#### Exercise goal:
Please reproduce the part of the Jack the Ripper film review below word for word, starting with "Jack The Ripper: The" and going on through "Jack the Ripper?".

#### Text for analysis:
Jack The Ripper: The Film - The Book
One dark and murky night in 1888, a mysterious figure lurking around the streets' of Whitechapel,
asks a lone-lady if she goes by the name of 'Mary Clarke'. Now when this forlorn-female denies that
this is her actual name, in turn, this strange shadow of a man stabs her to death,
before disappearing into the foggy streets of old London town.
The man is none other than Jack the Ripper -- whilst the lady in question is his current victim. What Inspector O'Neill (Eddie Byrne) and his American ally, Sam Lowry (Lee Patterson), need to know next; is who is Jack the Ripper?
Could it possibly be someone working at the local hospital perhaps? Because it is has been alleged that this killer does have some sort of anatomical knowledge! But if so -- who? Surely not:
- The venerable, Sir David Rogers (Ewen Solon): As this very astute surgeon is rather dapper don't you know. Plus he does sport a very nice-looking beard!
- The stoic, Doctor Tranter (John Le Mesurier): Who is both a brash and charitable man in hindsight. Especially when you take into consideration that he has sponsored his new ward, Anne Ford (Betty McDowall), in her more erstwhile pursuits.
- The lowly, Clarke (George Rose): As this chap is a disabled porter working at this place of care. Not very nice to look at. Agreed. But he does have a very good heart.
Huh? What's that you say? Jack can't be any of these people? OK then, so maybe he's a pickpocket, a nightclub door-man, or even a drunk lying destitute on the ground? Still, whatever the case may be, that's most probably why what next transpires kicks off when Sam and Anne views the aftermath of one of the Rippers next victims! As a woman points the way - a victim is held at bay - an American can smell a rat - and at the end of the day a misguided doctor goes... sigh... splat.
Now being an avid Ripperologist (click on the following link for more details), you might have thought I'd be very hypercritical about any of the Jack the Ripper movies I've watched. But no. Not really. Half of me always presumes' that the filmmaker's will skip on most of the pertinent details relating to this case. Whilst the other half of me is just glad to watch something relating to 'The Autumn of Terror' on screen!
Overall, this 1959 'Jack the Ripper' film is pretty much a hit and miss affair. The concept was a good one, yet the story and the execution wasn't. Still, you can't win them all, huh? Unless you're Jack. Jack the Ripper, HahAHAhahahaa!

#### Data shown:
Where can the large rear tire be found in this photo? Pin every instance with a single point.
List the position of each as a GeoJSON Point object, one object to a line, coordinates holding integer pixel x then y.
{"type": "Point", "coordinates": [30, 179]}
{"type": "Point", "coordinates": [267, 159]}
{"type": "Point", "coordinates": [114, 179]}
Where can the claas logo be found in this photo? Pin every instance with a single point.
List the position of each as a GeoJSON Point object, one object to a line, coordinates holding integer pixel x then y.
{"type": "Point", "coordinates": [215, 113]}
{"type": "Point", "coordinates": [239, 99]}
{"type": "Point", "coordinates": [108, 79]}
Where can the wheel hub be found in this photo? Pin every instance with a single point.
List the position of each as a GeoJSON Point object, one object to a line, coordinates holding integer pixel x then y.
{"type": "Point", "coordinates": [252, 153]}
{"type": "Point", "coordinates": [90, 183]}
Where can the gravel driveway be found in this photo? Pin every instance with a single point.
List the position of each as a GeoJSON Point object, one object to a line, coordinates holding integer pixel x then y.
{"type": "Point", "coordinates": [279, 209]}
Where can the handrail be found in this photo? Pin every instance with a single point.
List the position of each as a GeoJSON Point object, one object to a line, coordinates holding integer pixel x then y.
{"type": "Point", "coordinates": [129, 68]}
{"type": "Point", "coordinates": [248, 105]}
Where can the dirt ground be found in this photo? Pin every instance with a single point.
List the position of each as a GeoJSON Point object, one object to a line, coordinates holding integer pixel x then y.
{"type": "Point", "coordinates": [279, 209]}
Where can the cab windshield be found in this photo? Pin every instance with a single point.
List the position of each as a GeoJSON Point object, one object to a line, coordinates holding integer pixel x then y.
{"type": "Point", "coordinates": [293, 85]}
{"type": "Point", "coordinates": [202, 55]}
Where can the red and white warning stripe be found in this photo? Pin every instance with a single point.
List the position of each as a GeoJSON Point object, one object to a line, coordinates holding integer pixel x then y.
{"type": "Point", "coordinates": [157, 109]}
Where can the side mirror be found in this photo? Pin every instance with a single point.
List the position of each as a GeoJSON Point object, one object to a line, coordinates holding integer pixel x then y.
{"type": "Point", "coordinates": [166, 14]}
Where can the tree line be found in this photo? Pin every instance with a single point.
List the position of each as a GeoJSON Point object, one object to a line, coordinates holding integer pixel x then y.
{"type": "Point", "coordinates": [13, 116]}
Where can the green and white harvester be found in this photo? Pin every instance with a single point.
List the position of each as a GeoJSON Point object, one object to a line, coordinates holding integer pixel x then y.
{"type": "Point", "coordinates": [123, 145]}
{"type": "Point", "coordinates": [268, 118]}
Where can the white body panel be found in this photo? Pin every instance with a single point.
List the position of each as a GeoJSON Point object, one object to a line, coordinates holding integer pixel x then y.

#### Expected answer:
Jack The Ripper: The Film - The Book
One dark and murky night in 1888, a mysterious figure lurking around the streets' of Whitechapel,
asks a lone-lady if she goes by the name of 'Mary Clarke'. Now when this forlorn-female denies that
this is her actual name, in turn, this strange shadow of a man stabs her to death,
before disappearing into the foggy streets of old London town.
The man is none other than Jack the Ripper -- whilst the lady in question is his current victim. What Inspector O'Neill (Eddie Byrne) and his American ally, Sam Lowry (Lee Patterson), need to know next; is who is Jack the Ripper?